> **Directions for this task**:
Copy the lines of the listing below, from the line containing "Practice. Place a marker on each instance of the bed" through the line containing "x=118 y=145", both included, with every character unchanged.

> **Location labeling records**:
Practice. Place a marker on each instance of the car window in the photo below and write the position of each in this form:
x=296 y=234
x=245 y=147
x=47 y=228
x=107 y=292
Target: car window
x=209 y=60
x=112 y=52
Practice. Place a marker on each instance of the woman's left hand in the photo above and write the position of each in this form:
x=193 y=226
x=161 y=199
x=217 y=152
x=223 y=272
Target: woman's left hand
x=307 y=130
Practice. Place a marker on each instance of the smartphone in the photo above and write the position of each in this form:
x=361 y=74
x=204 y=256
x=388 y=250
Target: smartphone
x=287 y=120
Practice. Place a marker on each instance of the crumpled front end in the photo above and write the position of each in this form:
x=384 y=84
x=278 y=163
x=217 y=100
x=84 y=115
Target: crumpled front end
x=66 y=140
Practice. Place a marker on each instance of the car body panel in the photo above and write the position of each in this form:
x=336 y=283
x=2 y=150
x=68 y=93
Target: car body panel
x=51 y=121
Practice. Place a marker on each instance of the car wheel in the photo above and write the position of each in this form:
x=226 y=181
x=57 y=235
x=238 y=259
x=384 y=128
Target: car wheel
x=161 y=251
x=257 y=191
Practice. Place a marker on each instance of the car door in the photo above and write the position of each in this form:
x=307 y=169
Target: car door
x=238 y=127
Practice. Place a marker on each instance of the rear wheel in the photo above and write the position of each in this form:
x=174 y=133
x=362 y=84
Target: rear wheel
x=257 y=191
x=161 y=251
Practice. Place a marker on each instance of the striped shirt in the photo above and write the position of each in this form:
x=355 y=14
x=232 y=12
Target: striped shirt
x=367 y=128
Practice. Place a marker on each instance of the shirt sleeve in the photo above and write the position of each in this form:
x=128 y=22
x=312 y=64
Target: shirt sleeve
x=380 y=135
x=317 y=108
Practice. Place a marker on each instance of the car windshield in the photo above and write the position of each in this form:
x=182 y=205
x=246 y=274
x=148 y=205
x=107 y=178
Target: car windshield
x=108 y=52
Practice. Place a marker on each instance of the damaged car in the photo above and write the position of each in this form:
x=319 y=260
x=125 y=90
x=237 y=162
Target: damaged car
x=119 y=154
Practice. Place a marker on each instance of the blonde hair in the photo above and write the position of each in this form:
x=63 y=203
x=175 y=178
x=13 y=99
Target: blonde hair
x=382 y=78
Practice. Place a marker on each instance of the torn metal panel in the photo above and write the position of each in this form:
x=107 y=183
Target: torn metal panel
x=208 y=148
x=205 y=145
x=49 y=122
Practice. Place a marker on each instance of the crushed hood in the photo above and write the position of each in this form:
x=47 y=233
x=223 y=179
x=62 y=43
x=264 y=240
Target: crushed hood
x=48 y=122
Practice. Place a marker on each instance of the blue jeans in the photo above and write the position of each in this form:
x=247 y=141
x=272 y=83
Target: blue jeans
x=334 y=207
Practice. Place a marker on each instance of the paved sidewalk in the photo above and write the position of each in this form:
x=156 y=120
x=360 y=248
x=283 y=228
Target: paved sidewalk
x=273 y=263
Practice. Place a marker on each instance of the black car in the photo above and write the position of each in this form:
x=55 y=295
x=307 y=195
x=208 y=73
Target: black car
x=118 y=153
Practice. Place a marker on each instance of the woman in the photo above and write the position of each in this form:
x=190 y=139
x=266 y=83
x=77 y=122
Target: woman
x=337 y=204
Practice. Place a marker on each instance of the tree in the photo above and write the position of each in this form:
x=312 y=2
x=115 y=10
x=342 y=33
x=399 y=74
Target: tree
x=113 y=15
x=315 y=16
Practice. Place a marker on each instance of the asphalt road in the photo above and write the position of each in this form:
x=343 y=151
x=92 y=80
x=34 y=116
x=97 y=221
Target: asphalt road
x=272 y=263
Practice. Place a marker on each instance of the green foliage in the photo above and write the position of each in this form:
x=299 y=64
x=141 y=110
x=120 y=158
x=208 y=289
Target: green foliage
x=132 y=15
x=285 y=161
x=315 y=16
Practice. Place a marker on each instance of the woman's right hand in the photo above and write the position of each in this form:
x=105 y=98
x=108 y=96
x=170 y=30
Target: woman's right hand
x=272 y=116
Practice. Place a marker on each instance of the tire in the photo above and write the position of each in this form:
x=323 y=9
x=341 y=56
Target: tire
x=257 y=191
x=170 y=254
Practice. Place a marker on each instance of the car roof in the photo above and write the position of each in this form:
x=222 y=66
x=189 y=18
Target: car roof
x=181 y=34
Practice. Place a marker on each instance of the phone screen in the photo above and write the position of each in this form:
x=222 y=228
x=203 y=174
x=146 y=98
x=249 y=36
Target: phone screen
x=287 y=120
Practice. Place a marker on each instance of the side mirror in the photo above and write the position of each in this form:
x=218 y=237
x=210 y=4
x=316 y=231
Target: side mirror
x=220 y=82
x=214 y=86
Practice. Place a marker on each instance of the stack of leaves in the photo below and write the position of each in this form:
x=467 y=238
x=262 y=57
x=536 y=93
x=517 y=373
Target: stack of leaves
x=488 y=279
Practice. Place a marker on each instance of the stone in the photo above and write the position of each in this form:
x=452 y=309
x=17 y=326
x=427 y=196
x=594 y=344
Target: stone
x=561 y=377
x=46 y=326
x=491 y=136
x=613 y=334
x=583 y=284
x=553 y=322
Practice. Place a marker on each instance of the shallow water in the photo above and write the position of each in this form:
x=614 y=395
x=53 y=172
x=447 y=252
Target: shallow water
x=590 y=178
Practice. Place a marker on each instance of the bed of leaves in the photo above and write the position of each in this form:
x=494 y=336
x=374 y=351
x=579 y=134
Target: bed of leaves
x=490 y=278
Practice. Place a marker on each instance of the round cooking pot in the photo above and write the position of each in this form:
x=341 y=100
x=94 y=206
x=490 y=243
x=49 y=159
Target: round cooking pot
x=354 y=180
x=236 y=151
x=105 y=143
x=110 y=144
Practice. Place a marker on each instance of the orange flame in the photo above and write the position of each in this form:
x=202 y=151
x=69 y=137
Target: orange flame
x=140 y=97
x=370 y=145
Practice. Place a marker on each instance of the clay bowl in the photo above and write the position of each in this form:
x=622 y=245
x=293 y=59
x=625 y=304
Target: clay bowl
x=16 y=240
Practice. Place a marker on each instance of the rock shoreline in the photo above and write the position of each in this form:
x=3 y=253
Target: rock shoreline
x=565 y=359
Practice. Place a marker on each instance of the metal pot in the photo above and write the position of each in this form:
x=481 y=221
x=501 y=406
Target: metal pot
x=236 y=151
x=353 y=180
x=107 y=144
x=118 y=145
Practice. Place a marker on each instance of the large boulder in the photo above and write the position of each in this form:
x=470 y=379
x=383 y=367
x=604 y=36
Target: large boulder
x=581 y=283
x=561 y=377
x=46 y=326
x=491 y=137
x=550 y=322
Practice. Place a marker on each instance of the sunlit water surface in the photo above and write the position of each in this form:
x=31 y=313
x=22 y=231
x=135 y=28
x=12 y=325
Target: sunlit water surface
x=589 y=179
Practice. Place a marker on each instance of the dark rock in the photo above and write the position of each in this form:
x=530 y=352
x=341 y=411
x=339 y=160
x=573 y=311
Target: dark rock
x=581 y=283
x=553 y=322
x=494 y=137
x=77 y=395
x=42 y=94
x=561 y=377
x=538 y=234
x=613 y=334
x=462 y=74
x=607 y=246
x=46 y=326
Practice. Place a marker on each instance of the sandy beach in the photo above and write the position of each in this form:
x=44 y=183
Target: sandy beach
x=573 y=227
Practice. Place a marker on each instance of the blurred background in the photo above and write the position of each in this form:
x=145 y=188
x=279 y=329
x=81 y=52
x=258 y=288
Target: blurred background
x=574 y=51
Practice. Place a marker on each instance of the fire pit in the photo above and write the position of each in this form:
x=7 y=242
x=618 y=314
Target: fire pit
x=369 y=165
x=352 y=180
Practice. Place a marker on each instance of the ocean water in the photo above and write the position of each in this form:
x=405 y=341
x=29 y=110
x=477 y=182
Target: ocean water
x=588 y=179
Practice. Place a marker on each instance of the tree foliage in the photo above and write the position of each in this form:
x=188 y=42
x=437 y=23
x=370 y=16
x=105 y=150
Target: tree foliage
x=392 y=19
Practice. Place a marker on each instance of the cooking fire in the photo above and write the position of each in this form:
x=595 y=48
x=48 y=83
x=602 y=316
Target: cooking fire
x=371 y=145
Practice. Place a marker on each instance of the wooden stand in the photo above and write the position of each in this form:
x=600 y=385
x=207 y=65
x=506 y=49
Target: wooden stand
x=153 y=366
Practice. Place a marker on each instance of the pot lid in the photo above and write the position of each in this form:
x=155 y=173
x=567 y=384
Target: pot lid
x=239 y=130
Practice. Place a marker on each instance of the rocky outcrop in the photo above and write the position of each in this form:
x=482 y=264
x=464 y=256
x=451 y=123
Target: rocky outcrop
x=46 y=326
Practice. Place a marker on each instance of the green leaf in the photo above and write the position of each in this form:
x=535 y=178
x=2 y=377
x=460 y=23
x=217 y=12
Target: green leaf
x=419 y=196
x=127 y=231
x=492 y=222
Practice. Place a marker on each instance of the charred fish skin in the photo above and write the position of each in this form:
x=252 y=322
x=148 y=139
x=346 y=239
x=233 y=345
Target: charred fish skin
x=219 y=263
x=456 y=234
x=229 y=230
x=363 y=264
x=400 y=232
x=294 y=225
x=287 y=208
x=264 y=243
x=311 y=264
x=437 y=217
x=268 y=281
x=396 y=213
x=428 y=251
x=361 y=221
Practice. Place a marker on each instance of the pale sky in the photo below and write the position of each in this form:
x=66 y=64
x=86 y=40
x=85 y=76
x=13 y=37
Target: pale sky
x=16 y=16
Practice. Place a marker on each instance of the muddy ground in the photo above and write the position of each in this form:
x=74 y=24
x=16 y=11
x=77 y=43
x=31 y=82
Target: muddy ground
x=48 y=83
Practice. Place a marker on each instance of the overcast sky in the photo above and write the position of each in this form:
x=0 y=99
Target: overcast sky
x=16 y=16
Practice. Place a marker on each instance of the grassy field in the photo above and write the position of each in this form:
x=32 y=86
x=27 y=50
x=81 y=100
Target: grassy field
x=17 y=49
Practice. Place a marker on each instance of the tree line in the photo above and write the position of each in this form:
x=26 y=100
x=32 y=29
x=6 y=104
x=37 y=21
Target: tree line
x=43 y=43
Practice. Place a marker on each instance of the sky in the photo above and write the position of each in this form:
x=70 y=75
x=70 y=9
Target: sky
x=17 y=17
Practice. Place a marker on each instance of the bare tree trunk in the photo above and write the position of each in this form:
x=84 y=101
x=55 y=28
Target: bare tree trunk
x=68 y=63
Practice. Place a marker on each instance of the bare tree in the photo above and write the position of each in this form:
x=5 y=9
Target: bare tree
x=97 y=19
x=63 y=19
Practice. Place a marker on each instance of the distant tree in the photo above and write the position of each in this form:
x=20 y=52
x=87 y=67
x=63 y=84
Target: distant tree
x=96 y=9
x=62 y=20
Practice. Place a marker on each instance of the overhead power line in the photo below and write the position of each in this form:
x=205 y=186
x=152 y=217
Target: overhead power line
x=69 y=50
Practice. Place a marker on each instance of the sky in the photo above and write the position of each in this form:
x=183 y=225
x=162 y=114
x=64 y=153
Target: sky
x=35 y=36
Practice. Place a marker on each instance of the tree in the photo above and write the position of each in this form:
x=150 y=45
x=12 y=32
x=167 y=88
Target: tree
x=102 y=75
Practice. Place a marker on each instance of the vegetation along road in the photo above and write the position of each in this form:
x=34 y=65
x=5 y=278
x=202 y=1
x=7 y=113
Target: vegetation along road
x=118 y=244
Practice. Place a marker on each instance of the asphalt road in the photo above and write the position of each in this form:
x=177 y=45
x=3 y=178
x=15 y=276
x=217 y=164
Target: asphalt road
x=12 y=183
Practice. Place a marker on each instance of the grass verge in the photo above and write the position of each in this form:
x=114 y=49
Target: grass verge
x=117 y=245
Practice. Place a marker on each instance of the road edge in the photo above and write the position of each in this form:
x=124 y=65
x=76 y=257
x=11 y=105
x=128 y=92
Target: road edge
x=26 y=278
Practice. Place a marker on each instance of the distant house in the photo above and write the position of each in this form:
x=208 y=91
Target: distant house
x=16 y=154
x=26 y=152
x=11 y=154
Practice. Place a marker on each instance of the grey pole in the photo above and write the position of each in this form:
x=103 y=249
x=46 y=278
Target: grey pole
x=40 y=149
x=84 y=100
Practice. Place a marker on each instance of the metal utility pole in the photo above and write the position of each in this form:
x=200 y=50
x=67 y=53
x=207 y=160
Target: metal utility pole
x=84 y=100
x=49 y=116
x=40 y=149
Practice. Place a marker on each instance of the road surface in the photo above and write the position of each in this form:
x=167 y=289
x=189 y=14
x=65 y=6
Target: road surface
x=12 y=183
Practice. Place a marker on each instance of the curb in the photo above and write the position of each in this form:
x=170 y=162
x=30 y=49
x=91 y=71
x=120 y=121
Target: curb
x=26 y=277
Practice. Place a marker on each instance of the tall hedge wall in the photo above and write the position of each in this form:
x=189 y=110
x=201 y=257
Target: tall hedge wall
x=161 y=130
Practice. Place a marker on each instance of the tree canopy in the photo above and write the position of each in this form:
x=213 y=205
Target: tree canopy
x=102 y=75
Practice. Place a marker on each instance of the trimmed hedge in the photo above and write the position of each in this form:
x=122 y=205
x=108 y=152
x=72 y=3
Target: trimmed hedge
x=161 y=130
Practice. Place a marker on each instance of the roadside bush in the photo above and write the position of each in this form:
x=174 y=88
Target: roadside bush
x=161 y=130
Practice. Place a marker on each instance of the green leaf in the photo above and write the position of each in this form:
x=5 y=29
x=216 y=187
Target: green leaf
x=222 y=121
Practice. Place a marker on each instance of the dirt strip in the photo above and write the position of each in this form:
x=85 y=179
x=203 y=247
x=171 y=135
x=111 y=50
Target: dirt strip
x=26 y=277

> **Reply**:
Practice. Place a marker on each instance of the bed of leaves in the photo above and write the position of each in this form:
x=494 y=336
x=374 y=351
x=579 y=134
Target: bed of leaves
x=490 y=278
Practice. Place a marker on each instance of the round cooking pot in the photo above and write the position of each in this form:
x=341 y=100
x=94 y=206
x=490 y=243
x=49 y=159
Target: round cooking pot
x=354 y=180
x=236 y=151
x=105 y=143
x=110 y=144
Practice. Place a marker on each instance of the orange flame in the photo above and write the position of each in this form:
x=202 y=151
x=69 y=137
Target: orange flame
x=140 y=97
x=370 y=145
Practice. Place a marker on each instance of the clay bowl in the photo above and write the position of each in this form:
x=622 y=245
x=293 y=59
x=625 y=304
Target: clay bowl
x=16 y=240
Practice. Place a marker on each instance of the rock shoreline in the photo above and write the position of each in this form:
x=3 y=253
Target: rock shoreline
x=565 y=359
Practice. Place a marker on each instance of the metal pot in the photo above and write the position of each in this form:
x=481 y=221
x=501 y=406
Target: metal pot
x=236 y=151
x=353 y=180
x=107 y=144
x=118 y=145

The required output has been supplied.